(Source data)
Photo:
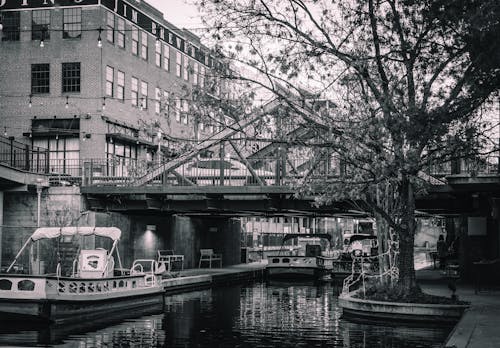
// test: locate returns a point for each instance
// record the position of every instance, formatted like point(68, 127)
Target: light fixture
point(99, 40)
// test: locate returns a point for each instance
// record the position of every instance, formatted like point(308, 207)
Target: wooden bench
point(168, 258)
point(208, 255)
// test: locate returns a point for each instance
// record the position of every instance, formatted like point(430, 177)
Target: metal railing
point(25, 157)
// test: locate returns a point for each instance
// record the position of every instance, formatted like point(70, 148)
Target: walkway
point(479, 327)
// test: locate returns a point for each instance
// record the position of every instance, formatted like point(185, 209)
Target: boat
point(298, 266)
point(92, 290)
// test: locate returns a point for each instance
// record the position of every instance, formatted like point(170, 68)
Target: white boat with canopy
point(300, 266)
point(92, 289)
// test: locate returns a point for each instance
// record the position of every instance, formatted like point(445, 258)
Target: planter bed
point(400, 311)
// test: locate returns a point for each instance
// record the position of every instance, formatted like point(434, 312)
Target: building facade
point(99, 79)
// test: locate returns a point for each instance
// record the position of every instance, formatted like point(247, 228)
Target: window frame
point(110, 27)
point(11, 26)
point(134, 91)
point(120, 85)
point(40, 30)
point(109, 88)
point(70, 83)
point(144, 45)
point(39, 88)
point(135, 41)
point(144, 95)
point(120, 32)
point(76, 12)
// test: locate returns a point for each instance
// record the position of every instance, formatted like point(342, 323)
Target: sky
point(179, 12)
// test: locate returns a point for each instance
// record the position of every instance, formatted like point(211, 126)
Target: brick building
point(90, 79)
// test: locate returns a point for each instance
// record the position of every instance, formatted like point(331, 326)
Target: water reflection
point(256, 315)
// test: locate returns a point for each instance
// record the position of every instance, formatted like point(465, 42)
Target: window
point(64, 153)
point(166, 57)
point(158, 54)
point(195, 73)
point(135, 41)
point(72, 23)
point(166, 102)
point(178, 64)
point(110, 27)
point(40, 78)
point(110, 73)
point(134, 92)
point(144, 45)
point(121, 156)
point(120, 34)
point(178, 110)
point(202, 76)
point(157, 102)
point(185, 109)
point(11, 26)
point(185, 67)
point(144, 93)
point(40, 25)
point(71, 77)
point(120, 86)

#### Stated goal:
How many lines in the records contain the string "boat"? Reply with the number alone.

#### Solution:
2